═══ SELECTED EXCERPT
When the volumes get much higher, our profits go up, and the reverse is true, the margins will go way down when the volume is very low. That's what we had this period. So we have adjusted our structure here to be at much lower volumes, and we have adjusted it in such a way that when the volume comes back, we could react really quickly.
So a lot of this happens at the end of our quarters, that's what happens. It's not like we're rolling along in the quarter and see it coming. A lot of our business comes towards the end, so a lot of this negativity happened at the very end.
- Analyst
Okay. Can you walk us through what some of the cost-cutting initiatives have been, short of what you are doing with Marks?
- Chairman of the Board, President, Secretary
We did a cut of wages, across cross the board; that's number one. So everybody is taking a pay cut, everybody top to bottom, here, DR, Marks, everywhere. That's number one.
Number two, we have laid off a bunch of people here and in the DR, and we did that effective, probably the beginning of April. So that takes effect this period. The consolidation of the warehouses, we have two warehouse operations going, both in the Middle East and in the UK area for Europe, and we have closed both down, and all sales transactions will come out of this facility or out of the DR facility.
Those are the main steps we have taken. We have cut a lot of other costs; any discretionary types of costs have been cut, all contracts are being reviewed, every area is being scrubbed going through to reduce cost.
- Analyst
Okay. And so I guess on an SG&A basis, you have been trending up to approaching $5 million a quarter. Where do you foresee that going forward with, after these reductions?
- Chairman of the Board, President, Secretary
I'm not prepared on this call to give you numbers, but we will save money because of the salary cuts. A lot of the SG&A is salary driven. The SG&A will be lower because commissions is part of SG&A. Freight out is also part of it, so that will be reduced. And then there are other areas within the different categories, a lot of contracts that are being cut out or reduced, so I'm not prepared on this call to put out a number, but it will be less than the $5 million run rate.
- Analyst
Okay. And taking a look at Marks, can you walk us through, and I know this is all publicly available information, but just to get handle on the order of magnitude of the change of moving the manufacturing abroad, can you walk us through what this business looked looked like independently on a (inaudible) month basis, and then talk about what the outsourcing can do to it?
- Chairman of the Board, President, Secretary
Well, we don't break out the Marks piece. But let me just talk a little bit about the Marks sales this quarter. Marks sales this quarter was down, but it wasn't any lower than we anticipated. Marks business is a little different, it's not distributor related.
A lot of what occurred this quarter was anticipated, and so while we don't break it down, the Marks piece was not a disaster this quarter. It did kind of what we expected, lower than the level that we were at when we bought the company, obviously, because the world changed after he did the acquisition, but not at a ridiculously low level.
So what we have done with Marks is they have reduced their costs as well. They have taken pay cuts just like us, but we have begun the process of moving a lot of the manufacturing. And the first line of production was moved in March, and we ran parallel, and then we did the same thing in April, we pulled the plug on running parallel for that line. We added another line in April, running parallel, doing the same thing in May. And so what we're doing is basically one production line after another, we are doing the same thing.
══════
═══ RECORD SET
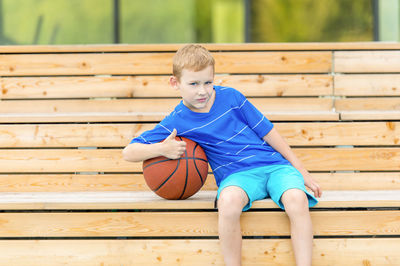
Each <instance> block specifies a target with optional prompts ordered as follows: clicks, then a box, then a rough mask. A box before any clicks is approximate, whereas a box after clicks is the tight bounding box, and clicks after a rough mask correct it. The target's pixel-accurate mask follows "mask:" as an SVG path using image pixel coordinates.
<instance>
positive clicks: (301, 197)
mask: <svg viewBox="0 0 400 266" xmlns="http://www.w3.org/2000/svg"><path fill="white" fill-rule="evenodd" d="M281 200H282V203H283V206H284V207H285V211H286V213H287V214H289V215H290V214H296V213H297V214H300V213H304V212H308V198H307V195H306V193H305V192H304V191H302V190H300V189H289V190H287V191H285V192H284V193H283V195H282V197H281Z"/></svg>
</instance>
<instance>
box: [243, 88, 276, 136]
mask: <svg viewBox="0 0 400 266" xmlns="http://www.w3.org/2000/svg"><path fill="white" fill-rule="evenodd" d="M236 99H237V101H238V105H239V107H240V111H241V113H242V115H243V117H244V118H245V119H246V121H247V125H248V126H249V127H250V128H251V129H252V130H253V131H254V132H256V134H257V135H258V136H259V137H260V138H263V137H264V136H265V135H267V134H268V133H269V132H270V131H271V129H272V128H273V127H274V125H273V124H272V123H271V121H269V120H268V118H266V117H265V116H264V115H263V114H262V113H261V112H260V111H259V110H258V109H257V108H256V107H255V106H254V105H253V104H252V103H251V102H250V101H249V100H248V99H247V98H246V97H245V96H244V95H243V94H242V93H240V92H239V91H237V93H236Z"/></svg>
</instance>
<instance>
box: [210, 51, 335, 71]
mask: <svg viewBox="0 0 400 266" xmlns="http://www.w3.org/2000/svg"><path fill="white" fill-rule="evenodd" d="M214 56H215V60H216V67H215V68H216V72H217V73H328V72H330V71H331V64H332V62H331V60H332V55H331V53H330V52H279V53H274V52H240V53H234V52H224V53H215V54H214Z"/></svg>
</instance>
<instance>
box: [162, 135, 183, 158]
mask: <svg viewBox="0 0 400 266" xmlns="http://www.w3.org/2000/svg"><path fill="white" fill-rule="evenodd" d="M175 137H176V129H174V130H173V131H172V133H171V135H169V136H168V137H167V138H166V139H165V140H164V141H163V142H161V144H162V146H163V149H162V155H163V156H164V157H167V158H169V159H173V160H175V159H179V158H180V157H181V156H182V154H183V153H184V152H185V151H186V142H184V141H178V140H175Z"/></svg>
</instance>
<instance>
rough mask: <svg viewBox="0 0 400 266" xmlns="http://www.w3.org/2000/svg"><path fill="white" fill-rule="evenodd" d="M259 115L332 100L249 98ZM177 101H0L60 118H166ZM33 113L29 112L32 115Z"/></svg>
mask: <svg viewBox="0 0 400 266" xmlns="http://www.w3.org/2000/svg"><path fill="white" fill-rule="evenodd" d="M249 101H250V102H252V103H253V104H254V105H255V106H256V107H257V108H259V110H260V111H261V112H264V113H266V112H274V111H275V112H276V111H280V112H283V111H285V112H293V111H331V109H332V108H333V100H332V99H320V98H253V99H249ZM179 102H180V99H120V100H36V101H24V100H15V101H1V102H0V112H1V113H2V114H14V115H16V114H19V113H21V114H26V113H29V114H30V113H33V114H37V113H38V114H41V113H49V114H62V113H90V112H93V113H101V112H103V113H107V112H127V113H137V114H139V115H146V114H147V113H149V114H150V115H151V114H154V113H156V114H165V115H167V114H169V113H170V112H172V111H173V109H174V107H175V106H176V105H177V104H178V103H179ZM33 110H34V111H35V112H32V111H33Z"/></svg>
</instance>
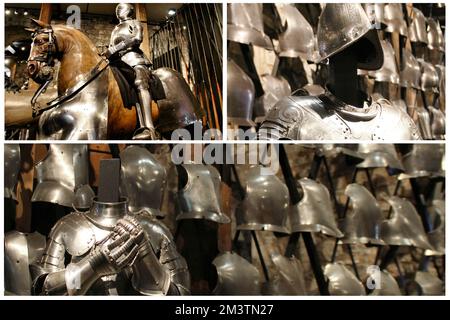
══════
PROBLEM: Continue the call transcript about cost cuts and moving the Marks manufacturing, starting right after its last sentence.

RESPONSE TO THE EXERCISE:
- Analyst
Okay. And then you have a lot of money tied up in your working capital, and I know that had a lot to do with building inventories with Marks and the anticipated transition, so I'm assuming we should expect to see reductions in your working capital coming as a material source of cash over the next few quarters. Can you give us some sense of what your targeted working capital numbers are on a normalized basis?
- Chairman of the Board, President, Secretary
The thing that will help our working capital levels is inventory reduction, that's number one. We're working very hard on inventory reductions; that's going to help us. The movement on the Marks integration will help a lot, but that will all occur at the back end the calendar year, and so you'll see more of that improvement towards the back end of the year, more in the January through June back end of the fiscal 2010 period.
But right now, inventory reduction is going to help working capital the most, plus all of these cost-cutting measures that we've taken are going to help immediately.
- IR
Joe, if it's okay with you, it's Don Weinberger, let's get on with some other questions. There are many people on the line and we'll come back to you as we go through the call, if that's okay.
Operator
Our next question comes from Richard Molinsky with Max Communications. Please proceed with your question.
- Analyst
Hi, guys.
- Chairman of the Board, President, Secretary
Hi.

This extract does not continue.